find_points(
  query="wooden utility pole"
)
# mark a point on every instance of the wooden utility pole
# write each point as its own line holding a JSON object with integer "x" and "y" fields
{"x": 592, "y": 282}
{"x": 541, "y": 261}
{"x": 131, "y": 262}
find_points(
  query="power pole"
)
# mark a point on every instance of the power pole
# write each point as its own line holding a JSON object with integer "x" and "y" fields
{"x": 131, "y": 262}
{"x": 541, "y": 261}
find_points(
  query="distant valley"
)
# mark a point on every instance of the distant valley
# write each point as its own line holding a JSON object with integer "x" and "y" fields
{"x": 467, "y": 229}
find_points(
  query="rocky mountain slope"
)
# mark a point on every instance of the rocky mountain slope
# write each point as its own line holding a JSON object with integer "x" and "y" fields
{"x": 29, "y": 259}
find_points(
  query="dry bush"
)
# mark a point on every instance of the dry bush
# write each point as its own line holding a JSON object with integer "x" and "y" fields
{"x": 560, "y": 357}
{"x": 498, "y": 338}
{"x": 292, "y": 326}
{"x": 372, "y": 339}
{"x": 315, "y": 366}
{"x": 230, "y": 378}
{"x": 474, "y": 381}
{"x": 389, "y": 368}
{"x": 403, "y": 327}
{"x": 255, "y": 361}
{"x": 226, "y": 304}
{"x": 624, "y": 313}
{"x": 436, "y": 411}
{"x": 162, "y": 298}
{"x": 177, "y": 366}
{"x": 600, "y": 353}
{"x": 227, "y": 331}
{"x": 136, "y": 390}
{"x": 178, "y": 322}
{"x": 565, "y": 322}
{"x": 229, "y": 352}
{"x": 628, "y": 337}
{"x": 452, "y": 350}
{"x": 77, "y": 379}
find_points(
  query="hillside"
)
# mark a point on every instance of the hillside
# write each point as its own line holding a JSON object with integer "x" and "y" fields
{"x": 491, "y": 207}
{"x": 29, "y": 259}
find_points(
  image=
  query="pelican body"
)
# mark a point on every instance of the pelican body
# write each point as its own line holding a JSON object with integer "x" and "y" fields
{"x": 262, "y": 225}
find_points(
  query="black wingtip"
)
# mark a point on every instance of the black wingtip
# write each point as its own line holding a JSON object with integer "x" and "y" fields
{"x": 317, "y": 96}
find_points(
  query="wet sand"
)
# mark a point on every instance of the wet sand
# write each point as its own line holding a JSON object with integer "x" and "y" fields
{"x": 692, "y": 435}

___

Your goal
Every line of the data above should be copied exactly.

Answer in full
find_points(
  query="wooden utility pole"
)
# mark a point on every instance of the wooden utility pole
# write each point as its own line holding a JSON object with integer "x" and "y" fields
{"x": 592, "y": 282}
{"x": 541, "y": 261}
{"x": 131, "y": 262}
find_points(
  query="power pole"
)
# mark a point on every instance of the power pole
# write each point as its own line holding a JSON object with integer "x" and "y" fields
{"x": 131, "y": 262}
{"x": 541, "y": 261}
find_points(
  query="distant valley"
)
# mark a point on every instance of the distant valley
# write each point as its own line holding a JSON object with integer "x" and "y" fields
{"x": 467, "y": 229}
find_points(
  query="rocky mountain slope"
)
# mark a point on every instance of the rocky mountain slope
# write each point as its own line holding a JSON object with integer "x" and "y" fields
{"x": 29, "y": 259}
find_points(
  query="dry bush"
)
# mark a point on every instance of the dry bush
# write each point as its own line holding a JSON object with integer "x" and "y" fields
{"x": 560, "y": 357}
{"x": 498, "y": 338}
{"x": 292, "y": 326}
{"x": 372, "y": 339}
{"x": 315, "y": 366}
{"x": 230, "y": 378}
{"x": 474, "y": 381}
{"x": 389, "y": 368}
{"x": 403, "y": 327}
{"x": 255, "y": 361}
{"x": 226, "y": 304}
{"x": 624, "y": 313}
{"x": 436, "y": 411}
{"x": 162, "y": 298}
{"x": 177, "y": 366}
{"x": 600, "y": 353}
{"x": 227, "y": 331}
{"x": 136, "y": 390}
{"x": 178, "y": 322}
{"x": 565, "y": 322}
{"x": 229, "y": 352}
{"x": 628, "y": 337}
{"x": 452, "y": 350}
{"x": 77, "y": 379}
find_points(
  query="hillside"
)
# mark a point on every instance of the hillside
# write each point as its own line holding a JSON object with integer "x" and "y" fields
{"x": 491, "y": 207}
{"x": 29, "y": 259}
find_points(
  image=
  query="pelican body"
)
# mark a point on every instance of the pelican body
# write each point as its own line holding a JSON object with integer "x" and "y" fields
{"x": 262, "y": 225}
find_points(
  query="black wingtip"
)
# mark a point on every instance of the black wingtip
# write each point as its own line holding a JSON object with integer "x" and "y" fields
{"x": 317, "y": 96}
find_points(
  query="wet sand"
)
# mark a point on every instance of the wet sand
# write each point as its own line holding a JSON object with integer "x" and "y" fields
{"x": 692, "y": 435}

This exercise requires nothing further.